→ **Task statement**
Write out each line word for word. Drop pictures.

→ **Given records**
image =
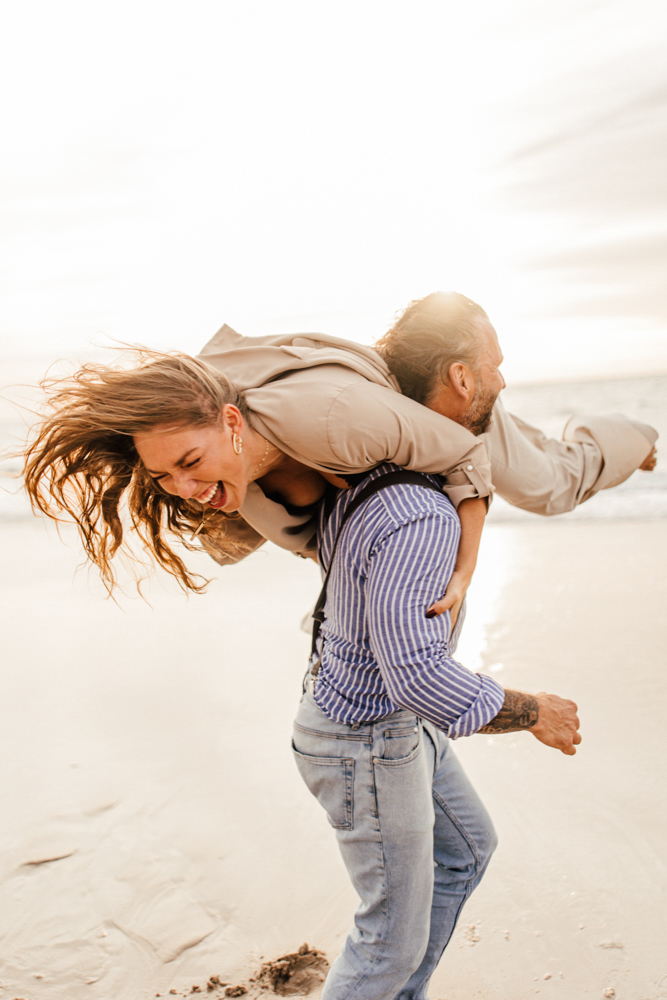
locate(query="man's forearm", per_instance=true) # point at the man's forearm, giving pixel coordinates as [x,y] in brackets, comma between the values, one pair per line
[519,711]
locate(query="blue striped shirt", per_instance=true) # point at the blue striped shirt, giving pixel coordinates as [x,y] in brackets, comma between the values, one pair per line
[378,651]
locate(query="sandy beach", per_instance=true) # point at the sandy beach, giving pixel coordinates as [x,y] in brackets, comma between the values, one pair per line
[155,831]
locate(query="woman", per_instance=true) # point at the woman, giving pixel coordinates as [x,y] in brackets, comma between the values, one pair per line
[175,440]
[189,449]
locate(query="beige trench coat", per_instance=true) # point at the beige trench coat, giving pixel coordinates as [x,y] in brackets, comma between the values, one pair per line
[335,406]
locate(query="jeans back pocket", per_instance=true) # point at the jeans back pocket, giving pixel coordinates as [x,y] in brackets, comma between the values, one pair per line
[331,781]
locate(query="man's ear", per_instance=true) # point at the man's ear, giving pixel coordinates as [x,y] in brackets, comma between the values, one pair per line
[461,381]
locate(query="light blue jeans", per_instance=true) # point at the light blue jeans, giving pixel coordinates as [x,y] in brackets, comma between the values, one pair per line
[414,837]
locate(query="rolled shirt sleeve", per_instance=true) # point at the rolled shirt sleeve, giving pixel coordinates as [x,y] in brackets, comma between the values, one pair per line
[414,653]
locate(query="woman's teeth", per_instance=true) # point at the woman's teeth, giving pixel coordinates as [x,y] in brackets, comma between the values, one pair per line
[210,493]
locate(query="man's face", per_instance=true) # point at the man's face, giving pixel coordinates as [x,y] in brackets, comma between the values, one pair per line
[488,381]
[468,395]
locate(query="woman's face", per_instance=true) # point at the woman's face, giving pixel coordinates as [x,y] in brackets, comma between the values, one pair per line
[198,463]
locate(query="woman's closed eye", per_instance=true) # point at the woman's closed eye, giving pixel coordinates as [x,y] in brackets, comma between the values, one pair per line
[157,476]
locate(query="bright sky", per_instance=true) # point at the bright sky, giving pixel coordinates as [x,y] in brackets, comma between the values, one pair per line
[291,166]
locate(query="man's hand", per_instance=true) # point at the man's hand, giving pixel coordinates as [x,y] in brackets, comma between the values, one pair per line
[557,723]
[552,720]
[648,465]
[453,599]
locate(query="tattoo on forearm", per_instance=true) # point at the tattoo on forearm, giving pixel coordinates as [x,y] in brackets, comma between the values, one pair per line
[519,711]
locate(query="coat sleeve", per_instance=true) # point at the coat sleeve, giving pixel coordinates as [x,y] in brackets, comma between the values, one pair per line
[547,476]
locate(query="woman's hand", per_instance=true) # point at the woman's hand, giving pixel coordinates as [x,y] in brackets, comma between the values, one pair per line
[453,599]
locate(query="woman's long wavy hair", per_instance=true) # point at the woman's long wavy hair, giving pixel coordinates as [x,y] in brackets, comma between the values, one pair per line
[81,461]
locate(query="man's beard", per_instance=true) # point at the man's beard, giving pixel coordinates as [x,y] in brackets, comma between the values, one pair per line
[478,417]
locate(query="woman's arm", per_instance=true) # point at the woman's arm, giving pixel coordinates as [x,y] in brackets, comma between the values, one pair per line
[471,514]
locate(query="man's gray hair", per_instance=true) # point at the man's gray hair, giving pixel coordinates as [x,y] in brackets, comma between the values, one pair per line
[430,336]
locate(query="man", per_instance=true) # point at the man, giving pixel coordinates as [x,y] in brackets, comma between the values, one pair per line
[318,390]
[372,736]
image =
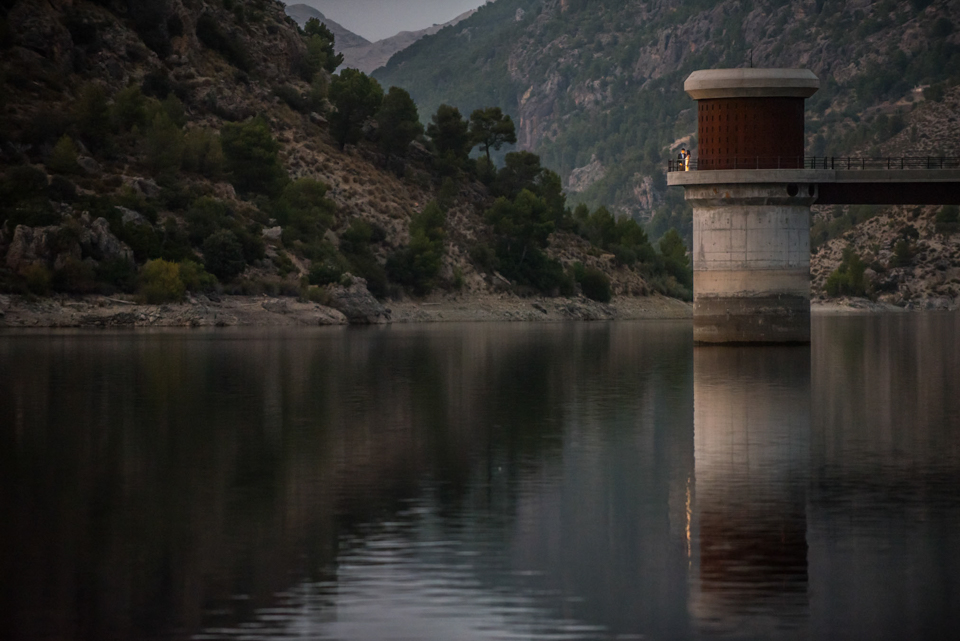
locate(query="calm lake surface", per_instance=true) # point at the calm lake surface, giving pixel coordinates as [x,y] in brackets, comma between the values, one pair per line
[482,481]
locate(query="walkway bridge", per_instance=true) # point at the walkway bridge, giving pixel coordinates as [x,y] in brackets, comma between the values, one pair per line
[751,188]
[904,180]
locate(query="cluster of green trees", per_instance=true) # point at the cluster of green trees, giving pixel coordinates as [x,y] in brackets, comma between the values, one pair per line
[596,47]
[848,279]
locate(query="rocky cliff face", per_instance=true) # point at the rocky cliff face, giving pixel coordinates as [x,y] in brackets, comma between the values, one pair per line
[111,155]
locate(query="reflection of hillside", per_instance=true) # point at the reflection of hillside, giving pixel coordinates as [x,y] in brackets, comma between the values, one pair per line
[752,427]
[149,479]
[884,504]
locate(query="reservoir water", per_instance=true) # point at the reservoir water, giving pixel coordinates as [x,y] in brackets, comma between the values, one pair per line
[482,481]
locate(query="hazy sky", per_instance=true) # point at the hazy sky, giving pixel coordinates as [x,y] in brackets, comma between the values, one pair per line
[378,19]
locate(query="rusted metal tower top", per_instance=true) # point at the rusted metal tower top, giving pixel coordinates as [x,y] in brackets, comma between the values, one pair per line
[750,117]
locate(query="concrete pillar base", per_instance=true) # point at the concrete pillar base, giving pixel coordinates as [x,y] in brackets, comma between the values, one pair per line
[776,318]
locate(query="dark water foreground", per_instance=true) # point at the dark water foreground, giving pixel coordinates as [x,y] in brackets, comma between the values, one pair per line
[482,481]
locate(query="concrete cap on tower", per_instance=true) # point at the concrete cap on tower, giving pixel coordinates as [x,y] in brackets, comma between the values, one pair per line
[751,83]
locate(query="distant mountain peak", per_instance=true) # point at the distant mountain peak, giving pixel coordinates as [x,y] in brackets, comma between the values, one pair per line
[345,38]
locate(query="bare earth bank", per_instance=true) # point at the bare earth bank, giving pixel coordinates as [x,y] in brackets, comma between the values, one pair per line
[266,311]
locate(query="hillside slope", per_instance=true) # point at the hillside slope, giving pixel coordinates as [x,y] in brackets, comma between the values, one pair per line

→ **Exercise response**
image =
locate(query="man's forearm", per_instance=true) # point at the man's forearm, giving pixel coordinates as [x,y] in brackets, comma between the values, one pair per line
[519,711]
locate(query="blue striped shirt", per_instance=true) # point at the blue striped shirt, giving pixel coordinates as [x,y] in brackets, comma between the values, one pair per line
[378,651]
locate(query="sandy beach", per_instance=true) # point at the sandy beach, giving pixel coordinates as [x,y] in brackets, comma between the values, one pair per line
[155,831]
locate(query="woman", per_instance=true) # point at the woman, giving pixel coordinates as [x,y] in brackets, comma between the values, one pair per line
[175,440]
[189,449]
locate(query="beige trench coat", per_instance=true) # point at the beige trench coat, giving pixel coordinates as [x,y] in brackets, comma between the values, one pair per line
[335,406]
locate(query="jeans back pocket", per_instance=true) # point at the jeans back pocket, giving pixel coordinates as [x,y] in brackets, comma between the values, one pair per line
[331,781]
locate(query="man's ear", per_instance=true) # point at the man's ear, giving pixel coordinates as [x,y] in brackets, comma between the values, one pair per line
[461,381]
locate(query="light blue jeans", per_instance=true) # point at the light blue jeans, giving pixel coordinates as [x,y] in brackets, comma between the values, one pair per line
[414,837]
locate(query="rolled shirt sleeve", per_instance=true) # point at the rolled shirt sleeve, giving pixel coordinates as [x,y] in brackets, comma between the values, one pair per line
[414,653]
locate(query="woman's teeth", per_instance=true) # point at the woman's teeth, giving pixel coordinates as [x,y] in brackets, comma between the values, one pair per line
[210,493]
locate(query="man's face", per_instance=true) # point at the man's face, giving pixel coordinates as [x,y] in brackets, comma between the values, one pair per line
[488,381]
[468,395]
locate(query="woman's face", per_instance=true) # point at the woman's face, giving pixel coordinates as [x,y] in brackets, comma between the values, one pair per line
[198,463]
locate(query="woman's closed eye", per_instance=true) # point at the woman's closed eye, giving pixel coordinates as [x,y] in brackets, comma between the values, one pair per line
[157,476]
locate(query="bright sky", per_instance=true) # point at the bright sky, giving pixel coordinates as [x,y] in brackets, comma between the values, one pair per line
[291,166]
locate(query="man's hand", per_instance=true) # point at the man's hand, giving pixel coordinates as [x,y] in brackets, comma between the values, one pair per line
[557,723]
[552,720]
[648,465]
[453,599]
locate(query="tattoo on forearm", per_instance=true) # point at the tattoo on forearm, giving pixel coordinates as [x,y] in brackets, comma between the values, one pair per line
[519,711]
locate(query="coat sleeve", per_instance=true) # point at the coat sleeve, giving pixel coordinates as [x,y] in brackets, comma between the values, one pair per line
[547,476]
locate(query="woman's hand", per_instance=true) # point at the woman's hand, giving pixel coordinates as [x,y] in brackets, comma between the values, one pair per line
[453,599]
locate(query="woman's long wavy hair", per_instance=true) # point at the woman's long wavy hair, giving pixel coordinates as [x,y] in brackets, comma between the values, one pair per line
[81,461]
locate(query="man's beard", per_instance=true) # point at the man's beard, giving pixel coordinates as [x,y] in brackets, comma between the values, one pair per line
[478,417]
locate(query="woman's arm", per_instance=true) # point at the woman's arm, giving pixel coordinates as [x,y] in brackets, comma between the values, one pair per line
[471,514]
locate(query="man's gray hair", per_instance=true) # point at the man's gray hair, giving pixel coordinates as [x,y] in brackets, comma between the values, one pair per line
[430,336]
locate(query="man", per_instance=true) # point at the man, giving pixel coordinates as [x,y] in brackets, comma between the values, one pair per line
[318,390]
[372,736]
image =
locate(query="calm lake surface", per_instance=true) # point at the calm lake surface, giving pixel coordinates as [x,y] in brackets, comma between the values, one pair per line
[482,481]
locate(query="walkway bridge", per_instance=true) # point at the walkway bridge, giving pixel coordinates as [x,y] in brackets, comma between the values, one pair per line
[751,188]
[904,180]
locate(query="cluster of green trees", per_instance=true) # point at the cluster of green trees, giving pixel coordinates as [x,y] in brackets, comma between the values, one pair per line
[596,47]
[848,279]
locate(query="rocky cliff face", per_instance=true) # point at the rocky cliff face, giving pixel coordinates as [x,y] in brackets, comma between the values, one pair per line
[111,155]
locate(query="reflection of hillside", per_instance=true) # point at the reflection of hillside, giving pixel coordinates as [x,y] in brackets, comma between the values, one pair per line
[752,427]
[149,479]
[884,504]
locate(query="reservoir water", per_instance=true) # point at the reservoir water, giving pixel coordinates as [x,y] in brackets, comma between the values, one pair per line
[482,481]
locate(query="hazy sky", per_instance=true) # point at the hazy sky, giving pixel coordinates as [x,y] in brackets, comma between the values, one pair per line
[378,19]
locate(query="rusted metal tower top", per_instance=true) # point at the rusted metal tower top, giving pixel coordinates as [x,y] in brackets, comma between the values, one pair per line
[750,117]
locate(query="concrete pillar base", per_instance=true) # point at the concrete pillar base, giving pixel coordinates as [x,y] in brackets, comma between the values, one pair per line
[776,318]
locate(query="dark water foreground", per_instance=true) # point at the dark water foreground, giving pixel coordinates as [x,y] in brackets, comma between the values, one pair per line
[482,481]
locate(query="concrete cap on tower", per_instance=true) # point at the concrete cap on tower, giving pixel coordinates as [x,y] in brackets, comma between the values, one pair per line
[751,83]
locate(query="distant mountain peak", per_instance=true) # point at the distant mountain peak, giving pixel coordinates as [x,y] in brackets, comma between the values, one pair per line
[345,38]
locate(query="bare earth bank", per_instance=true) # point at the bare earth bank, giving pixel coordinates as [x,y] in brackets, comma between the values, one pair per line
[266,311]
locate(query="hillside slope", per_instance=true) # point at the hillside slope, giving pixel coordinates as [x,y] in brackets, comma between the values, one pair per line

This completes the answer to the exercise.